START Material provided

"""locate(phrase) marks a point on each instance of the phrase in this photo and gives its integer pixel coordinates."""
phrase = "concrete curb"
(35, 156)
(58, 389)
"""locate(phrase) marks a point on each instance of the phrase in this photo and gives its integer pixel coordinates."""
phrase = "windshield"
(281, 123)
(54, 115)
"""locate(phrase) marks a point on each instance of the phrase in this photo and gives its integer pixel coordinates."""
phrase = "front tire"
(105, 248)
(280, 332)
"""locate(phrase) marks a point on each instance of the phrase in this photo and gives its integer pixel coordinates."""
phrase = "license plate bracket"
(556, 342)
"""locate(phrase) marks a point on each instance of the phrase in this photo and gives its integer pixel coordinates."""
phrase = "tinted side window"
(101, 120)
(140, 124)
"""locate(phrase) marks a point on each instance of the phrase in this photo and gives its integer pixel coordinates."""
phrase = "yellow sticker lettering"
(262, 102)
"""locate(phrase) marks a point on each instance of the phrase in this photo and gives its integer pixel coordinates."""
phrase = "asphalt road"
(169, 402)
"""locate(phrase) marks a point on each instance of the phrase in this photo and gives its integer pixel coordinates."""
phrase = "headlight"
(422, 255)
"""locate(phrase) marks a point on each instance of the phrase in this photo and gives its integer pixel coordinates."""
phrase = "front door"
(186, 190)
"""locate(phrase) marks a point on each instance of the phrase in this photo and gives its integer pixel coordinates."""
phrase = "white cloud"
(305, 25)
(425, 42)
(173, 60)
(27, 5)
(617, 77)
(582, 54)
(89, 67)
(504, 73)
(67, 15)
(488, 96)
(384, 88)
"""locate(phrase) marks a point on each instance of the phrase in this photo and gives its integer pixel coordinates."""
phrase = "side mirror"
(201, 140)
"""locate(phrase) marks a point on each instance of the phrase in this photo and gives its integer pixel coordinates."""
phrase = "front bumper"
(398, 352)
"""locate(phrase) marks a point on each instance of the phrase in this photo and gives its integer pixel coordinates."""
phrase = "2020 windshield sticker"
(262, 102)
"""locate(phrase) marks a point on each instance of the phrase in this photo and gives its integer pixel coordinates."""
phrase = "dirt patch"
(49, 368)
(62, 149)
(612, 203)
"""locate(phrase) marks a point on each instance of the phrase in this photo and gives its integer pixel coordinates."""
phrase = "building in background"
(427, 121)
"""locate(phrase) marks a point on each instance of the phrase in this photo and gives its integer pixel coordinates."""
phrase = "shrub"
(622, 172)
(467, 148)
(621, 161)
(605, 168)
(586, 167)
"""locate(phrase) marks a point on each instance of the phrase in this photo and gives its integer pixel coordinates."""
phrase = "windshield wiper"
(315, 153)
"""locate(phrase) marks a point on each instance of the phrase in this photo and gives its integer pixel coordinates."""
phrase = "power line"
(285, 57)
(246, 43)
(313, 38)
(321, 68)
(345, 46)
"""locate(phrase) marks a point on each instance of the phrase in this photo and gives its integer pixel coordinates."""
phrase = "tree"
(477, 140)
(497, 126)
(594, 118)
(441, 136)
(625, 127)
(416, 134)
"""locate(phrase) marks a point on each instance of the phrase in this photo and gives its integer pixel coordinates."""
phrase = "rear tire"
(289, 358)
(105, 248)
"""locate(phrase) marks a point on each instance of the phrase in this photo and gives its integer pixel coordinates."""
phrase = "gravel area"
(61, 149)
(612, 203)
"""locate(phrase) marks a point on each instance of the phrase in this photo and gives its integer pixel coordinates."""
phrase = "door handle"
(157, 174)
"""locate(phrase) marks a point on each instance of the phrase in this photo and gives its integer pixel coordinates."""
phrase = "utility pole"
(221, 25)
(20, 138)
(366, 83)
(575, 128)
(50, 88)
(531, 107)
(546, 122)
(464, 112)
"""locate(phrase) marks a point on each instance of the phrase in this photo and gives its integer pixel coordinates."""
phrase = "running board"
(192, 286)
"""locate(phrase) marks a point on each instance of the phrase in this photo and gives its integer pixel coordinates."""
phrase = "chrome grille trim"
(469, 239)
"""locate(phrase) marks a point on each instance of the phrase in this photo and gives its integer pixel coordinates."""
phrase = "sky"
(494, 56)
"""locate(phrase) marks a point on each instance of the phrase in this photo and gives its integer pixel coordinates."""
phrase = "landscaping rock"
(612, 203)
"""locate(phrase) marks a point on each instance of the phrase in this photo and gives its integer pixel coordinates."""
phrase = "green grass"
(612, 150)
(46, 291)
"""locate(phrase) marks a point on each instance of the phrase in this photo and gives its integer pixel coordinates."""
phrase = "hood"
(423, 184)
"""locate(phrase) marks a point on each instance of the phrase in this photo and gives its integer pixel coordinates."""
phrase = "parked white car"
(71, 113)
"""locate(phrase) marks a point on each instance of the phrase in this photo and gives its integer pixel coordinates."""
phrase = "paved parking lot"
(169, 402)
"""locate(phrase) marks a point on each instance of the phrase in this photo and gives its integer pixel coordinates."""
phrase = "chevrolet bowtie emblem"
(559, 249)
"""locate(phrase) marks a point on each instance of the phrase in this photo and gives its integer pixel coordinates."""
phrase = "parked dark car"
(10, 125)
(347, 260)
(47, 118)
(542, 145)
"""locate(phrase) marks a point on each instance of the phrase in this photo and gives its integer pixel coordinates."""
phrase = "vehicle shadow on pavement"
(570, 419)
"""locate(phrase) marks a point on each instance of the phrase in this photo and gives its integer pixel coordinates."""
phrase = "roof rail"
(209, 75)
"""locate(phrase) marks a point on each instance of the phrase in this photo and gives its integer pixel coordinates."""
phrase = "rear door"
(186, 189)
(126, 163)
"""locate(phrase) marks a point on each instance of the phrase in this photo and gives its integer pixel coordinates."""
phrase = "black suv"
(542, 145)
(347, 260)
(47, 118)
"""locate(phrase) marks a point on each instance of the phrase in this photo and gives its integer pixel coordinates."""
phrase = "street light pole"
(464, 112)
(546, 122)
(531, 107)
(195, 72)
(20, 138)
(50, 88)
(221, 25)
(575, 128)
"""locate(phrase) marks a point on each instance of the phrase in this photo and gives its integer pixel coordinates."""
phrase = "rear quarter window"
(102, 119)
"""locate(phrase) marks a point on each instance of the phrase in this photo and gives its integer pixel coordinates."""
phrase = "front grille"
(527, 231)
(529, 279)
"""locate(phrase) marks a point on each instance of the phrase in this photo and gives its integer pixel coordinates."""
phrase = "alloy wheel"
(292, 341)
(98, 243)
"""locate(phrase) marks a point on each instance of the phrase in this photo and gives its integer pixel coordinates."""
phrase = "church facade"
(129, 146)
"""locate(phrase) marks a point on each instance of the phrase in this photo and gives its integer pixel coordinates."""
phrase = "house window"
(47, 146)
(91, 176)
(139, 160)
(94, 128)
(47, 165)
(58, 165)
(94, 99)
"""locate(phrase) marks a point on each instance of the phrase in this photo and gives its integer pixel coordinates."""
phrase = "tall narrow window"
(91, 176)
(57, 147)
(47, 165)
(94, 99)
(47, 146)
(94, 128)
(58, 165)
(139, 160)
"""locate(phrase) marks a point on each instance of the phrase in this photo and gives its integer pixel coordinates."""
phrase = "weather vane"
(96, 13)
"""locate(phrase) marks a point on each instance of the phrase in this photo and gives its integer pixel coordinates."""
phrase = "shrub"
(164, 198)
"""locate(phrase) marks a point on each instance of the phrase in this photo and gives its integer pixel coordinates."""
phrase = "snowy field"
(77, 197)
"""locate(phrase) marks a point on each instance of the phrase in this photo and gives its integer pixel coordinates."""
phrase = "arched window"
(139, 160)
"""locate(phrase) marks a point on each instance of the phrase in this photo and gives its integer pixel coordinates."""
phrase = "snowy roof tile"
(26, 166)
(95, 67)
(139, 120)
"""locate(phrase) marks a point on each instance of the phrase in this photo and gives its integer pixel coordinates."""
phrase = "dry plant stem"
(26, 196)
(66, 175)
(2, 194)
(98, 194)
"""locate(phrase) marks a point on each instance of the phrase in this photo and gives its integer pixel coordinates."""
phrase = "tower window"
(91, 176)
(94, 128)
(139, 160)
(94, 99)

END Material provided

**The problem:**
Please count the lines in the records above that contain the string "snowy", treating case as significant, and give only the number.

**Task result:**
2